たぶん絵的なBLOG

画材店の店主がつづる絵画や画材のあれこれ

表現の自由

デンマークで連続乱射事件が起き、
警察の応酬で男を射殺したと報じられた。
これはイスラム過激派のテロであるという
推定がなされている。

ねらわれたのはある画家が参加している集会で、
画家はイスラム過激派から指名手配されている人物だった。
指名手配の人物とは、
いずれも預言者ムハンマドを揶揄したり戯画化したり、
イスラム教を貶める表現をした指名手配者たちである。

危惧しているのはこれらの事件の本質として、
宗教戦争が始まっているのではないだろうか。
表現の自由の名のもとに、異教徒の聖者を
どんな風に表現しようと意に介さないという
頑なさを感じてならない。

言うならば、一神教同士の相克、
その争いの際限の無さを見る思いがする。
矛盾という言葉の語源を見るまでも無く、
どんなものでも突き通す矛と、どんなものでも
食い止める盾が争ったら、何がおきるのか。
どちらも、どんな相手でも破れるという「絶対」を含む。
相反する絶対同士が闘う戦場からは本当の結論は出ない。

身の周辺では、西欧流の考え方
(つまりはキリスト教圏の考え方)をベースに
ニュースが報じられ、意味づけされている。

記録された情報:
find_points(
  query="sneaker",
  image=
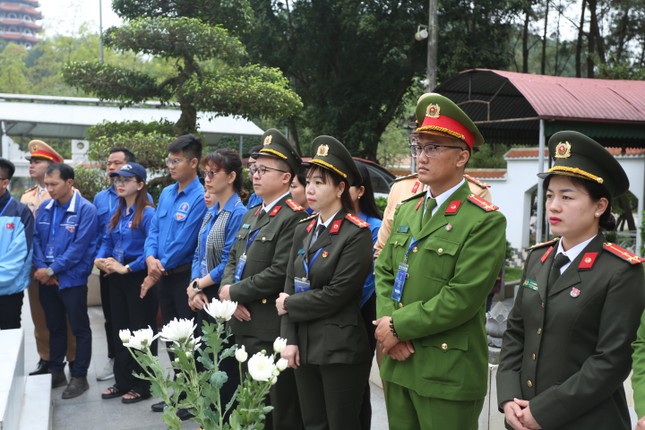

実施する作業:
A: 抜粋本文の「危惧しているのはこれらの事件の本質として、」から「相反する絶対同士が闘う戦場からは本当の結論は出ない。」までを、両端も含めてそのまま書き写してください。
B: 抜粋本文によると、ねらわれた集会に参加していた画家は誰から指名手配されていたか。
リストは使わなくてかまわない。

順番どおりの出力:
A:
危惧しているのはこれらの事件の本質として、
宗教戦争が始まっているのではないだろうか。
表現の自由の名のもとに、異教徒の聖者を
どんな風に表現しようと意に介さないという
頑なさを感じてならない。

言うならば、一神教同士の相克、
その争いの際限の無さを見る思いがする。
矛盾という言葉の語源を見るまでも無く、
どんなものでも突き通す矛と、どんなものでも
食い止める盾が争ったら、何がおきるのか。
どちらも、どんな相手でも破れるという「絶対」を含む。
相反する絶対同士が闘う戦場からは本当の結論は出ない。

B: イスラム過激派から指名手配されていた。